>>>

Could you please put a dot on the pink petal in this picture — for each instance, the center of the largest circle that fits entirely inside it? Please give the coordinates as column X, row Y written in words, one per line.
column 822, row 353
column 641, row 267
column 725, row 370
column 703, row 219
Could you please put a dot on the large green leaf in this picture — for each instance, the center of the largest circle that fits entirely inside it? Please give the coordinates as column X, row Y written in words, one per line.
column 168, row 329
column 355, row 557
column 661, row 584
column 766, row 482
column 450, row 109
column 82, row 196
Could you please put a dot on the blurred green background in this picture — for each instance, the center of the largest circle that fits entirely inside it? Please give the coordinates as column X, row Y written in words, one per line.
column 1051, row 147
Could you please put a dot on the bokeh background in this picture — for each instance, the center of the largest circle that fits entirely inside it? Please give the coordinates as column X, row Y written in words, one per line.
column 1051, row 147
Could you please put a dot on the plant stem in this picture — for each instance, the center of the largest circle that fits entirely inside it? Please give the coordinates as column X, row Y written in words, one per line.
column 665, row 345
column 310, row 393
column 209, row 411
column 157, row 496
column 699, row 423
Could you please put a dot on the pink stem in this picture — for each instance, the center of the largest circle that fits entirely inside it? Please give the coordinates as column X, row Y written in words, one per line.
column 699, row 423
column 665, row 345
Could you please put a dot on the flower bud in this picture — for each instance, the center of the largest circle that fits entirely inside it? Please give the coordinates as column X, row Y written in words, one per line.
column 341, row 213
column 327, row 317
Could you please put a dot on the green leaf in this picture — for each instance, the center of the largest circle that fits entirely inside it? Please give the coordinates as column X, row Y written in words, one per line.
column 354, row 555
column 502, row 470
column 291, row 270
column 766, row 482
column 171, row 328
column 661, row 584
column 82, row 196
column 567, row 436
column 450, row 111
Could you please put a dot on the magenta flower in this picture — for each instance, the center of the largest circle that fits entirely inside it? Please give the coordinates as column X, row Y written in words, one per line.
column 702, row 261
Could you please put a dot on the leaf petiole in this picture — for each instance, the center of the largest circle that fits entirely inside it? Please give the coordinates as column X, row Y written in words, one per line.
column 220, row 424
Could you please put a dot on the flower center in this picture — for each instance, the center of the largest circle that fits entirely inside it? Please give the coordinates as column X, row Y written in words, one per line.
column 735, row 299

<<<

What is being asked
Each line above needs to be returned exactly as it is.

Response for this exercise
Could you please put a dot on the pink petal in this picture — for each instance, the center of the largest circle that fits entirely inside it? Please give the coordinates as column X, row Y written in words, one per line.
column 822, row 353
column 641, row 267
column 725, row 370
column 703, row 219
Could you please put a dot on the large green leaf in this picture — for each instance, the center of the largest circle that fits entirely inside it? Please give the coordinates as column X, row Y written in words, one per line.
column 168, row 329
column 355, row 557
column 661, row 584
column 766, row 482
column 450, row 109
column 82, row 196
Could you please put a dot on the blurred green background in this picture — for each instance, the center of the largest circle that fits entirely inside it? Please give the coordinates as column X, row Y written in words, one per line.
column 1051, row 147
Could you please put a dot on the bokeh background in this picture — for each instance, the center of the largest circle that fits entirely inside it? Please give the coordinates as column X, row Y written in words, one per line.
column 1051, row 147
Could you please put a dot on the plant stem in this picture — for each instance, the center of the largest circle that fits entirely inside it? Please give the coordinates as column X, row Y written in words, one per line.
column 665, row 345
column 310, row 393
column 209, row 411
column 157, row 496
column 699, row 423
Could you please put a dot on the pink stem in this picture — for each instance, the center of the largest circle that fits entirely inside it? Please give the coordinates as column X, row Y written in words, one per line.
column 699, row 423
column 665, row 345
Could you please put a dot on the flower bud in this picture — for each instance, the center of the largest circle that fits entirely inside it? Please give the coordinates as column X, row Y written in words, one per line.
column 341, row 213
column 327, row 317
Could you please put a dot on the green leaf in this picture — for each instance, the center of the largest circle that fits entirely inside it? Please give the coordinates as column X, row Y written in words, one per line.
column 354, row 555
column 502, row 470
column 291, row 270
column 766, row 482
column 171, row 328
column 661, row 584
column 82, row 196
column 567, row 436
column 450, row 111
Could you please put a dot on the magenta flower in this picture — for each instance, the center of the largest circle that fits entirely inside it? Please give the coordinates as column X, row Y written in words, one per line.
column 702, row 261
Could you please put a dot on the leaf petiole in this picture — for each instance, the center of the largest circle that fits entirely inside it? Please give the coordinates as column X, row Y written in words, one per line.
column 220, row 424
Could you please put a dot on the flower center in this picture — for each instance, the center of the largest circle that fits entirely inside it? Please give the coordinates as column X, row Y written in words, one per line.
column 735, row 299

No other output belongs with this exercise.